◆ **Request**
Select every line in the items below that contains the word "blue", and copy each of those lines in full.

BEGIN Provided information

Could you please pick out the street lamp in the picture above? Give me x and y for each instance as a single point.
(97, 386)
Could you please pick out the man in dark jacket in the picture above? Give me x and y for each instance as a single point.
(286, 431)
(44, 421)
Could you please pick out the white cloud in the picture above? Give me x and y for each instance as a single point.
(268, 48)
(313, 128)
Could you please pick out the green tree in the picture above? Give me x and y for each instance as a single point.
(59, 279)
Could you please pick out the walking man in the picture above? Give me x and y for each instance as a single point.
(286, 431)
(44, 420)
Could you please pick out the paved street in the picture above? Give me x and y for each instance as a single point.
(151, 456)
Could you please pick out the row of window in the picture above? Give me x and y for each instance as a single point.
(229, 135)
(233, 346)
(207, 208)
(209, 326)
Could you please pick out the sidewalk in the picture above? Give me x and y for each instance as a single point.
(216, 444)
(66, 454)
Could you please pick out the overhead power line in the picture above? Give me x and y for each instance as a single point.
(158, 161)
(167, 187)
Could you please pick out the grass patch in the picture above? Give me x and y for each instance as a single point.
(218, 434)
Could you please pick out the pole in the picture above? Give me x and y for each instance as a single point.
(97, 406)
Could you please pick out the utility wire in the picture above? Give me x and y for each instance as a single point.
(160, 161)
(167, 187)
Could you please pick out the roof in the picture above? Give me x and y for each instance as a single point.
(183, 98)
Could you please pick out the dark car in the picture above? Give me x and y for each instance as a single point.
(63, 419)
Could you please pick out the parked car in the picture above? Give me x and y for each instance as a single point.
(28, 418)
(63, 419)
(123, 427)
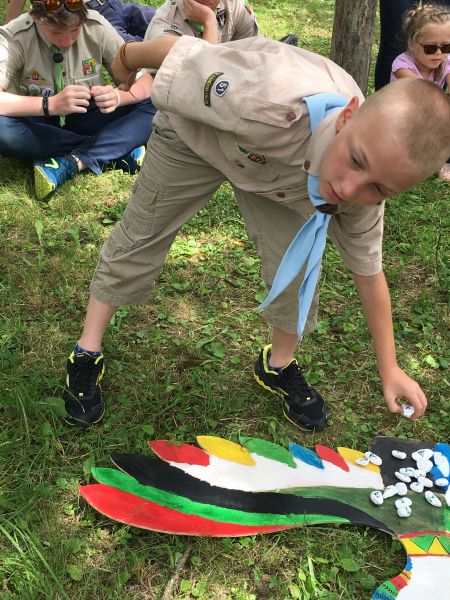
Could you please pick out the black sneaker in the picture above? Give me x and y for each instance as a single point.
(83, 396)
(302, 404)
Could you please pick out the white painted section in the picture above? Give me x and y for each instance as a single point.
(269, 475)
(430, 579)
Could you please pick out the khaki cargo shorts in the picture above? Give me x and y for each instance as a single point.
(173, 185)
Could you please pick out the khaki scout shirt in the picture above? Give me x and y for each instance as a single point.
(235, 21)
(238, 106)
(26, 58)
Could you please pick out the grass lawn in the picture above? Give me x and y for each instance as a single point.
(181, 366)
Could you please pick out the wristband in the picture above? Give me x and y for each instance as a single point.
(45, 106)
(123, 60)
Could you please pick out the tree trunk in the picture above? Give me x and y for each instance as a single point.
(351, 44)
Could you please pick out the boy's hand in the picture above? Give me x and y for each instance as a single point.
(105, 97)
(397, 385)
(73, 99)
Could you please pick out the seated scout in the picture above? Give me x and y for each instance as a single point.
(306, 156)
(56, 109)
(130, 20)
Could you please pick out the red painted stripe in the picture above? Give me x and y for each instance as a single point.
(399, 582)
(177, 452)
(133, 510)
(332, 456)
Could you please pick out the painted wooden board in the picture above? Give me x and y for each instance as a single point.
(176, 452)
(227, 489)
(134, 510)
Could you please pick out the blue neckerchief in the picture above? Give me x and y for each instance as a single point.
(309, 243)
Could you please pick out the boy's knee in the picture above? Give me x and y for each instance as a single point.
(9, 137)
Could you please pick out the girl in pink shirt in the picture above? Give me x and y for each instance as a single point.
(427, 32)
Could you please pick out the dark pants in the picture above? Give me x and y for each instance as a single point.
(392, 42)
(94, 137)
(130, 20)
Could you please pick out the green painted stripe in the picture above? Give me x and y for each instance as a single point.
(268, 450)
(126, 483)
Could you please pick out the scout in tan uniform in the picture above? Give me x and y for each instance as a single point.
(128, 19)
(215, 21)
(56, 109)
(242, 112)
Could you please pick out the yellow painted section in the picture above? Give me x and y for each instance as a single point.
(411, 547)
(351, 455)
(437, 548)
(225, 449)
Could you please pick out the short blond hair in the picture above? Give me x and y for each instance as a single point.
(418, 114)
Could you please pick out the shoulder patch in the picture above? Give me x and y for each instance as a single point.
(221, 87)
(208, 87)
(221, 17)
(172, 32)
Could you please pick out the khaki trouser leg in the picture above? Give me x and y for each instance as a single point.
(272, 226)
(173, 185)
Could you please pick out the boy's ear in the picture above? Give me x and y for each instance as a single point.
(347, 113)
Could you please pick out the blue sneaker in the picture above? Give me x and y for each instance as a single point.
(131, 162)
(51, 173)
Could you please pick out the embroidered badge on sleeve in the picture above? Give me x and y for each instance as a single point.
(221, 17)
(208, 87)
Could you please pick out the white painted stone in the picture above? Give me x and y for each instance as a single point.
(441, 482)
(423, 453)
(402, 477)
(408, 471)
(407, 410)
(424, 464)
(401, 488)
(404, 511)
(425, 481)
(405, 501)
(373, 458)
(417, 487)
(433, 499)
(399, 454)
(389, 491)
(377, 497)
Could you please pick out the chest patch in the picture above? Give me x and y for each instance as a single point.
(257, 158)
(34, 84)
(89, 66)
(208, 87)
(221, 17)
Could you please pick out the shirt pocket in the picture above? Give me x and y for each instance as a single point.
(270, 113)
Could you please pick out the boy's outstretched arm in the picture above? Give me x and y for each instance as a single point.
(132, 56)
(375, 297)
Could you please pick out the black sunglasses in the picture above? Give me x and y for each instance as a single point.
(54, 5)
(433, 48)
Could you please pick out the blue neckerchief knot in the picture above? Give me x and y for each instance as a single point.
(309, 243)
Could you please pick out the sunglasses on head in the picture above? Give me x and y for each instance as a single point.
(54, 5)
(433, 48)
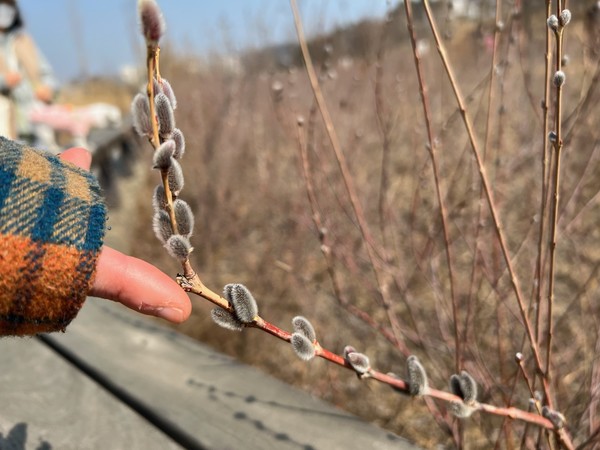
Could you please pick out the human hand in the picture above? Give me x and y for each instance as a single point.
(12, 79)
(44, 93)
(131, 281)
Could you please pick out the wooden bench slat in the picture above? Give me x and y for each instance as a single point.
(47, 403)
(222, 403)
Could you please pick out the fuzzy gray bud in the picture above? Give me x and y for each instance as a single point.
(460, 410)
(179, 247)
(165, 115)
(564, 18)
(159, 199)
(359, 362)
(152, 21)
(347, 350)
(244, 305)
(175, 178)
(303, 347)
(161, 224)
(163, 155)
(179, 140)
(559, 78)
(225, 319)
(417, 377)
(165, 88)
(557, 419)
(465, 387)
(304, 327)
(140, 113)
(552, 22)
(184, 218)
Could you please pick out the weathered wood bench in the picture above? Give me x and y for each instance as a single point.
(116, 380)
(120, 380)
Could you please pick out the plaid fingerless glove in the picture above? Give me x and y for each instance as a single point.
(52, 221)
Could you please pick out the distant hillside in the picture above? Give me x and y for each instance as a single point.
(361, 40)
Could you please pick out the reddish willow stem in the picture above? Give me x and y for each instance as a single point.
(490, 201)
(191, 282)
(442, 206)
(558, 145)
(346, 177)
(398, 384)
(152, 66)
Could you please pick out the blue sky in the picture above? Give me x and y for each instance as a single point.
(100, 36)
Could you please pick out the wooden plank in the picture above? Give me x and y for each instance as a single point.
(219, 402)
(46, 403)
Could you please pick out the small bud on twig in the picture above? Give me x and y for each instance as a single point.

END Provided information
BEGIN Provided information

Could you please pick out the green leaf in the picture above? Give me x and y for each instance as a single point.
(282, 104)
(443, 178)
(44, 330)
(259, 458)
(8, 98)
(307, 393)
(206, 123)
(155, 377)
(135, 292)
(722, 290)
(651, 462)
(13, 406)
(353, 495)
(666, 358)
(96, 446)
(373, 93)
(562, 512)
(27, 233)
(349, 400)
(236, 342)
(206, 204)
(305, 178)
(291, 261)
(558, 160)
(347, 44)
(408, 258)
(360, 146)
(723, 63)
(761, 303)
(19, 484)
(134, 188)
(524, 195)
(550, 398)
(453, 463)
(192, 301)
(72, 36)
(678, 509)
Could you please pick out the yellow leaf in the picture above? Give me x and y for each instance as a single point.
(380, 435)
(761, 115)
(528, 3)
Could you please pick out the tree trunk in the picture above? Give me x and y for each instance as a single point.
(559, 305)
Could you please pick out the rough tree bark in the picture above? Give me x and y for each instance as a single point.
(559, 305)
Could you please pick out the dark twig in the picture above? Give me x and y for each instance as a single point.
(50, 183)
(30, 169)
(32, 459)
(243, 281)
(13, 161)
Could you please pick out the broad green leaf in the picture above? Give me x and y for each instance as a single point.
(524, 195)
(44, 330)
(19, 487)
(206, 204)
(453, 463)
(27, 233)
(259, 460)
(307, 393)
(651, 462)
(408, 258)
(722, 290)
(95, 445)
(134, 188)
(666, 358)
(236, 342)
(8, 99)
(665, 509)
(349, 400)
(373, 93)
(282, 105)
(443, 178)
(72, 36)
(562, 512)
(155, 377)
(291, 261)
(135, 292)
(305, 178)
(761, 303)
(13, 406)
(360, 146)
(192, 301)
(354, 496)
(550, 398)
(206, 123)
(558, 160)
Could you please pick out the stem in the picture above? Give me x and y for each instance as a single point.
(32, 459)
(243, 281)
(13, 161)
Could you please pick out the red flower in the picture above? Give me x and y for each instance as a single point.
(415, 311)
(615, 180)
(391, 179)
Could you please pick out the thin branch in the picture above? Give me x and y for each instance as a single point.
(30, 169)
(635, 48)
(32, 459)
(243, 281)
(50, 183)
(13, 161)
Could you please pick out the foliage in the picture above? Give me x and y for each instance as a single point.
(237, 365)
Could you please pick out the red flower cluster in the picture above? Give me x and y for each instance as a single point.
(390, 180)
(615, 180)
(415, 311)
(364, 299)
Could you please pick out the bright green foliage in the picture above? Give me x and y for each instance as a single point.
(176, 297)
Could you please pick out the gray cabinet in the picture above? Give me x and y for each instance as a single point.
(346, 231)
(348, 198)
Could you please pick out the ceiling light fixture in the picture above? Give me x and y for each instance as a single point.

END Provided information

◆ **Output for this exercise**
Could you please pick out the blue neckerchief in the picture above? Give me x and y for each instance as a single point.
Could you please pick out the blue sneaker in the picture above? Give me x and y for each instance as a single point.
Could you please pick out the blue neckerchief knot in the picture above? Give me x and y for each instance as a single point.
Could you please pick out the blue sky in the picture above? Give me x and y for each instance as a single point.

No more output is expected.